[DOCUMENT SECTION Boundary: Start]

Though Wilgus State Park is a small piece of wilderness, it’s extremely popular with people seeking adventures on the Connecticut River. The river is lined by dense tree covers that transform from lush green to vibrant red, orange, and gold in autumn. Leaf peeping is just as enjoyable from the water as it is by road.
The closest town is Weathersfield, VT, which has a handful of shops and restaurants for visitors to explore. Across the river, Claremont, NH, is a larger town with more variety in retail shopping, restaurants, and a historic district. It also has a small hospital with emergency health care services. Book an RV in Windsor County, VT, and plan the perfect RV camping trip with friends and family.
In spite of its diminutive size, Wilgus State Park is highly regarded for the beautiful scenery as well as easy access to the water. A small boat launch, suitable for kayaks, canoes, and flotation tubes, invites swimming, boating, and fishing on the mighty Connecticut River. The park office has canoes and kayaks available for rent, and it also participates in the state-run loaner rods program. When the office is not busy, the park rangers are known to help visitors with fishing basics. Anglers can expect to catch trout, bullhead catfish, and panfish, all of which are delicious when cooked over a campfire.
The Pinnacle Trail is a short one-mile loop that leads up to a summit. Hikers are rewarded with a view of Mount Ascutney, Connecticut River, and New Hampshire on the far side of the river. The neighboring parks have several additional miles of trails for hikers and adventurers to explore. Mt. Ascutney State Park has a handful of long hikes, a couple of which are considered challenging. They’re well worth the effort; the challenging ones pass by picturesque waterfalls and terminate at different vista points with magnificent views of Vermont and New Hampshire.
Nearby Branbury State Park has over 70 miles of trails that meander into Green Mountain National Forest and Moosalamoo Recreation Area. These trails meander and weave through dense woods, past fresh, bright meadows, and over babbling streams. Keep an eye out: many wild animals make their home in these woods. Though most hikers only glimpse them out of the corner of their eyes, they make their presence known by leaving hoofprints or pawprints and scat. A shortlist of wildlife here includes white-tailed deer, black bears, coyotes, foxes, and raccoons.

[DOCUMENT SECTION Boundary: End]
[DATA RECORDS Boundary: Start]

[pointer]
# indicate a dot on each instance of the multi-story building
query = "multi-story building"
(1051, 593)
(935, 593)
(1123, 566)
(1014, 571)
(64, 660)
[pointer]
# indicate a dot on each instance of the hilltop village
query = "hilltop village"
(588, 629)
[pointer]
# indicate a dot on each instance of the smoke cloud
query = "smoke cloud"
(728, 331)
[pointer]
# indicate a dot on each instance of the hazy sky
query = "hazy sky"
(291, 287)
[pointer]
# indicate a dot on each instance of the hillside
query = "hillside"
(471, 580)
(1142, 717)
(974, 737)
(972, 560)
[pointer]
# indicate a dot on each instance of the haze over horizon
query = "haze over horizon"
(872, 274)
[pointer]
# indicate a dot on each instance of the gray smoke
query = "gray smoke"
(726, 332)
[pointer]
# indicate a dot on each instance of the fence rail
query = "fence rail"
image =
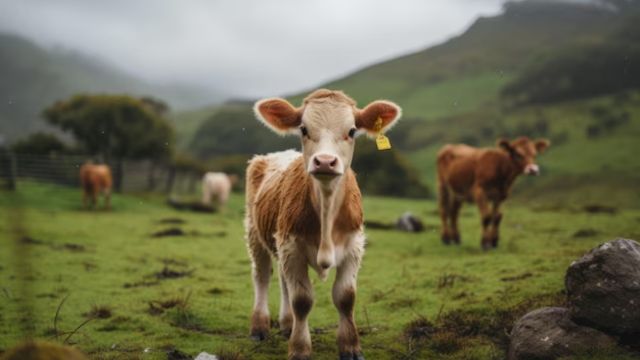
(129, 175)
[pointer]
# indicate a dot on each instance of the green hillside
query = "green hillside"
(455, 92)
(33, 77)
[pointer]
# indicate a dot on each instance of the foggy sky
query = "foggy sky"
(242, 47)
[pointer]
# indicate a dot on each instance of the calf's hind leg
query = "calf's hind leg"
(261, 271)
(444, 207)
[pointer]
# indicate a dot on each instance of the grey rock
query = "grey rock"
(408, 222)
(549, 333)
(603, 287)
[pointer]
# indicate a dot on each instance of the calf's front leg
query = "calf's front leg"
(344, 298)
(295, 271)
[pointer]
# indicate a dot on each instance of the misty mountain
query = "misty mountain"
(454, 93)
(34, 77)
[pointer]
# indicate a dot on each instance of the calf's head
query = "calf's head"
(523, 152)
(328, 123)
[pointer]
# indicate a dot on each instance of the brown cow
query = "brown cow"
(305, 210)
(484, 176)
(95, 179)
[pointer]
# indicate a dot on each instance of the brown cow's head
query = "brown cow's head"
(327, 122)
(523, 152)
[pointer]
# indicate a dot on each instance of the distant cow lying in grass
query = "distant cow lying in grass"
(216, 187)
(484, 176)
(95, 179)
(305, 209)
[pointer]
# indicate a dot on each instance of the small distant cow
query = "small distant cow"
(216, 186)
(305, 210)
(484, 176)
(95, 179)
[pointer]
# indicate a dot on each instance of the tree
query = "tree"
(114, 126)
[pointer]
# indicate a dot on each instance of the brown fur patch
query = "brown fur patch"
(347, 301)
(280, 113)
(367, 117)
(350, 216)
(324, 94)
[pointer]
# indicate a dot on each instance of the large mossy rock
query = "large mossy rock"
(603, 287)
(549, 333)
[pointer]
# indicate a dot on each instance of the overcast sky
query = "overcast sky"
(242, 47)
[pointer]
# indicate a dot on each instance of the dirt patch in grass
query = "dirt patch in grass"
(419, 329)
(217, 291)
(405, 302)
(449, 280)
(174, 231)
(157, 307)
(171, 221)
(72, 247)
(27, 240)
(600, 209)
(99, 312)
(175, 354)
(452, 330)
(585, 233)
(517, 277)
(142, 283)
(168, 273)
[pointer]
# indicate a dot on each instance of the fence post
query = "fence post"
(119, 175)
(170, 179)
(13, 172)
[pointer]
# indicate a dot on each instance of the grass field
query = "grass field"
(147, 295)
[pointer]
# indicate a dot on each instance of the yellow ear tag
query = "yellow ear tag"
(382, 142)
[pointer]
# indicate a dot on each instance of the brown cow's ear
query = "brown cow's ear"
(386, 111)
(542, 145)
(504, 144)
(279, 115)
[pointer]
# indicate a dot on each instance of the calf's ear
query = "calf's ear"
(386, 111)
(278, 115)
(542, 145)
(504, 144)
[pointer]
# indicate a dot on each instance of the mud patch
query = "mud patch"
(168, 273)
(27, 240)
(600, 209)
(71, 247)
(172, 221)
(168, 232)
(517, 277)
(175, 354)
(99, 312)
(217, 291)
(419, 329)
(582, 233)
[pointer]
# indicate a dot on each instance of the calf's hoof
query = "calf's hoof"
(456, 239)
(351, 356)
(299, 357)
(494, 243)
(486, 246)
(259, 335)
(286, 332)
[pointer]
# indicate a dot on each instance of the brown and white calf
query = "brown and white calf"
(484, 176)
(305, 210)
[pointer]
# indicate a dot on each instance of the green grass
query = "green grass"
(106, 263)
(186, 123)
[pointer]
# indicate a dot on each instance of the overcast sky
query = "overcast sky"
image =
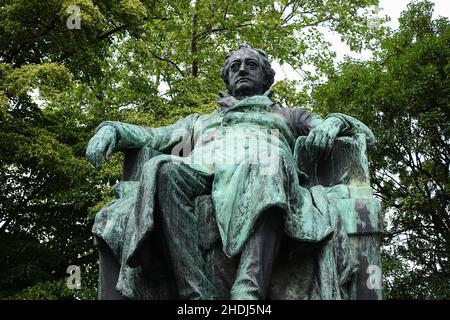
(391, 8)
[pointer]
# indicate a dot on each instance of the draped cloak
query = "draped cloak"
(247, 147)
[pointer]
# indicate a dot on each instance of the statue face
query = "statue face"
(245, 76)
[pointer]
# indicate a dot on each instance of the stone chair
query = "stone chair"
(295, 272)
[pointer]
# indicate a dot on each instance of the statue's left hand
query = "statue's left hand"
(321, 138)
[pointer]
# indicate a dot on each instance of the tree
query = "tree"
(403, 95)
(139, 61)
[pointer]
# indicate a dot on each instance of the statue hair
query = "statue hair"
(269, 73)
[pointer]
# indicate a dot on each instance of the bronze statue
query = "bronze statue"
(243, 155)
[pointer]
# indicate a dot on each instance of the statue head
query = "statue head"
(247, 72)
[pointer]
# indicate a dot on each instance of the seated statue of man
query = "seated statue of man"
(242, 155)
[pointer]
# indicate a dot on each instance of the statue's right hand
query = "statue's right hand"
(101, 145)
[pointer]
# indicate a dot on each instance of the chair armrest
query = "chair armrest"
(346, 164)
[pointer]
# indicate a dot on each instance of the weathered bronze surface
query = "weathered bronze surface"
(265, 201)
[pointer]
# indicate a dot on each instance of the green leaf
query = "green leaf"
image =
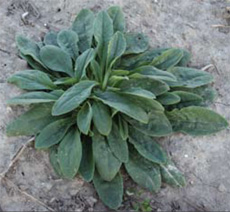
(84, 118)
(171, 175)
(187, 99)
(136, 43)
(157, 87)
(73, 97)
(168, 59)
(123, 127)
(118, 18)
(147, 147)
(32, 80)
(102, 118)
(110, 193)
(82, 62)
(123, 103)
(67, 40)
(28, 48)
(117, 145)
(32, 98)
(83, 26)
(196, 120)
(103, 32)
(154, 73)
(157, 126)
(190, 77)
(116, 48)
(87, 166)
(32, 121)
(139, 92)
(53, 156)
(69, 153)
(51, 39)
(52, 134)
(168, 98)
(56, 59)
(143, 172)
(107, 164)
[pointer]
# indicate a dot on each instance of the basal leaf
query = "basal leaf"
(111, 193)
(32, 80)
(117, 145)
(103, 32)
(124, 104)
(171, 175)
(67, 40)
(143, 172)
(196, 120)
(56, 59)
(147, 147)
(84, 118)
(168, 98)
(102, 117)
(116, 48)
(73, 97)
(32, 121)
(69, 153)
(87, 166)
(190, 77)
(158, 125)
(118, 18)
(82, 62)
(32, 98)
(168, 59)
(136, 43)
(52, 134)
(83, 26)
(107, 164)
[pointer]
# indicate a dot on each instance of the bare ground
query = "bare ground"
(202, 26)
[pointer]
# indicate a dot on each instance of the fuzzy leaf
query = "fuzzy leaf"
(107, 164)
(32, 121)
(116, 48)
(168, 98)
(32, 98)
(136, 43)
(83, 26)
(111, 193)
(190, 77)
(103, 32)
(124, 104)
(82, 62)
(51, 39)
(196, 120)
(143, 172)
(56, 59)
(171, 175)
(84, 118)
(67, 40)
(118, 18)
(147, 147)
(158, 125)
(87, 166)
(73, 97)
(52, 134)
(69, 153)
(102, 118)
(168, 59)
(32, 80)
(117, 145)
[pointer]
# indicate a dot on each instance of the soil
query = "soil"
(28, 183)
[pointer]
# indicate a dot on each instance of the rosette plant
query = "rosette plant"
(100, 98)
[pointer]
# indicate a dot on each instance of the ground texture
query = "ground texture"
(27, 181)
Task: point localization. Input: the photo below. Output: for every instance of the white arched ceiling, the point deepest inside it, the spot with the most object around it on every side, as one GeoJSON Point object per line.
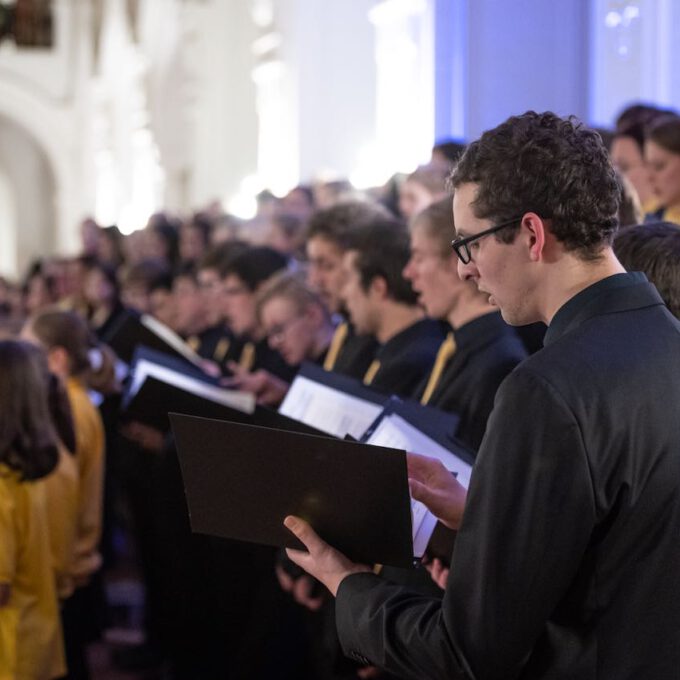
{"type": "Point", "coordinates": [52, 127]}
{"type": "Point", "coordinates": [8, 228]}
{"type": "Point", "coordinates": [27, 199]}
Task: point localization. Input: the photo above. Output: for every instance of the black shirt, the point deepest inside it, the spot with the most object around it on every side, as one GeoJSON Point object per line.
{"type": "Point", "coordinates": [487, 349]}
{"type": "Point", "coordinates": [407, 357]}
{"type": "Point", "coordinates": [566, 563]}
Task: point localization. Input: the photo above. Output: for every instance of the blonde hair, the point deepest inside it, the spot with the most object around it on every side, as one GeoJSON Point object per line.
{"type": "Point", "coordinates": [289, 286]}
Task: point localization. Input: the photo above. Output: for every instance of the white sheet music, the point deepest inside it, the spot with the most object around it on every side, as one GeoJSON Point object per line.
{"type": "Point", "coordinates": [242, 401]}
{"type": "Point", "coordinates": [328, 409]}
{"type": "Point", "coordinates": [395, 432]}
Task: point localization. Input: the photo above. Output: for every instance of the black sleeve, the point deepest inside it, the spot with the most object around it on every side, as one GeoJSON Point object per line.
{"type": "Point", "coordinates": [529, 516]}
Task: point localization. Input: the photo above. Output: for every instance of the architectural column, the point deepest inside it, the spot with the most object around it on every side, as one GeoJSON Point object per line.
{"type": "Point", "coordinates": [633, 55]}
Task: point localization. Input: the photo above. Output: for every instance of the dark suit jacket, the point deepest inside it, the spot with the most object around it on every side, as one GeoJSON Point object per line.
{"type": "Point", "coordinates": [566, 564]}
{"type": "Point", "coordinates": [356, 354]}
{"type": "Point", "coordinates": [487, 349]}
{"type": "Point", "coordinates": [406, 358]}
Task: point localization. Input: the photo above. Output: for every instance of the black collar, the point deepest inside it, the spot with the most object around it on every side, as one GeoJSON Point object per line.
{"type": "Point", "coordinates": [479, 330]}
{"type": "Point", "coordinates": [602, 297]}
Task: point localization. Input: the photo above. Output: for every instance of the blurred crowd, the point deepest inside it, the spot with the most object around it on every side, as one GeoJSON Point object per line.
{"type": "Point", "coordinates": [362, 283]}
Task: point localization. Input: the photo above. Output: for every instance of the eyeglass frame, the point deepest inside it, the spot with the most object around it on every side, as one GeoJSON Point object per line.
{"type": "Point", "coordinates": [460, 245]}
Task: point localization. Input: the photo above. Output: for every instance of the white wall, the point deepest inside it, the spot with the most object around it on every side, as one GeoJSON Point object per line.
{"type": "Point", "coordinates": [27, 227]}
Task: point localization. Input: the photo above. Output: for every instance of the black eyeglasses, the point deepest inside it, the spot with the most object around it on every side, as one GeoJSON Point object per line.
{"type": "Point", "coordinates": [461, 245]}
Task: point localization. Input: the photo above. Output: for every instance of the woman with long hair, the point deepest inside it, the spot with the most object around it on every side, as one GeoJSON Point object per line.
{"type": "Point", "coordinates": [30, 632]}
{"type": "Point", "coordinates": [67, 341]}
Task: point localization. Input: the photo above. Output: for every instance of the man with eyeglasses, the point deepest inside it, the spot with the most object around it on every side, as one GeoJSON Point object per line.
{"type": "Point", "coordinates": [568, 550]}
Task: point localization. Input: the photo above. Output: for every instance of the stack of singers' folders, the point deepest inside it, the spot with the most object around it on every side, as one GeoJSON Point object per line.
{"type": "Point", "coordinates": [333, 454]}
{"type": "Point", "coordinates": [246, 467]}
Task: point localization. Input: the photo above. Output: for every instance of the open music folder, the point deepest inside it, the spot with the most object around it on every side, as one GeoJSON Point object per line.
{"type": "Point", "coordinates": [422, 429]}
{"type": "Point", "coordinates": [160, 383]}
{"type": "Point", "coordinates": [241, 481]}
{"type": "Point", "coordinates": [134, 330]}
{"type": "Point", "coordinates": [333, 403]}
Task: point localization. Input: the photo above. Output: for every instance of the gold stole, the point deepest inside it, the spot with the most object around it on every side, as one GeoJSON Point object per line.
{"type": "Point", "coordinates": [337, 342]}
{"type": "Point", "coordinates": [446, 351]}
{"type": "Point", "coordinates": [371, 372]}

[DATA RECORDS Boundary: End]

### [PROBLEM TO SOLVE]
Continue the passage about Wilgus State Park from the point where it stops. These records were drawn from a separate source.

### [SOLVED EXERCISE]
Skip the long commute from a hotel by renting a camper at Wilgus State Park. In the comfort of a warm and dry travel trailer rental, listen to the pitter-patter of raindrops on the roof. Birdsong provides the ambient background sound while you ready to launch on a boating trip. Wilgus State Park RV campground has 17 sites, all of which are primitive. However, there are water spigots and restrooms available. Campers can also use a dump station if need be.
Near the park office, there is WiFi available, though it can be spotty due to the dense tree cover. Leashed pets are welcomed. The park is open to RV camping between May and October.
Hop into a motorhome rental and join the thousands of other leaf peepers roaming the winding roads of Vermont. Head up north, following the contours of Connecticut River and explore the charming mountain towns and its various attractions along the way. In Windsor, VT is an unusual garden called the Path of Life Sculpture Garden. Visitors study or meditate on the sculptures along their journey into the garden. Just across the river, the Saint-Gaudens National Historical Park, the home of famed artist Augustus Saint-Gaudens, in Cornish, NH, is open to the public for guided tours.
The subject of a running gag for decades, a monument for Phineas Gage, is found in Cavendish. A 43-inch-long rod penetrated Gage’s skull in an accident, and he lived to tell the tale. Vermont is famous for its maple syrup, and there are several sugarhouses and farms in the area open to visitors. Maple Sugar and Vermont Spice near Rutland is both a restaurant and a working sugarhouse. Try breakfast delicacies with genuine maple syrup and tour the sugarhouse as they boil maple syrup and make candies on-site.
At the end of a long day of adventuring, kick up your heels outside a rental RV, and enjoy the crackle of a campfire as the sun dips beyond the horizons.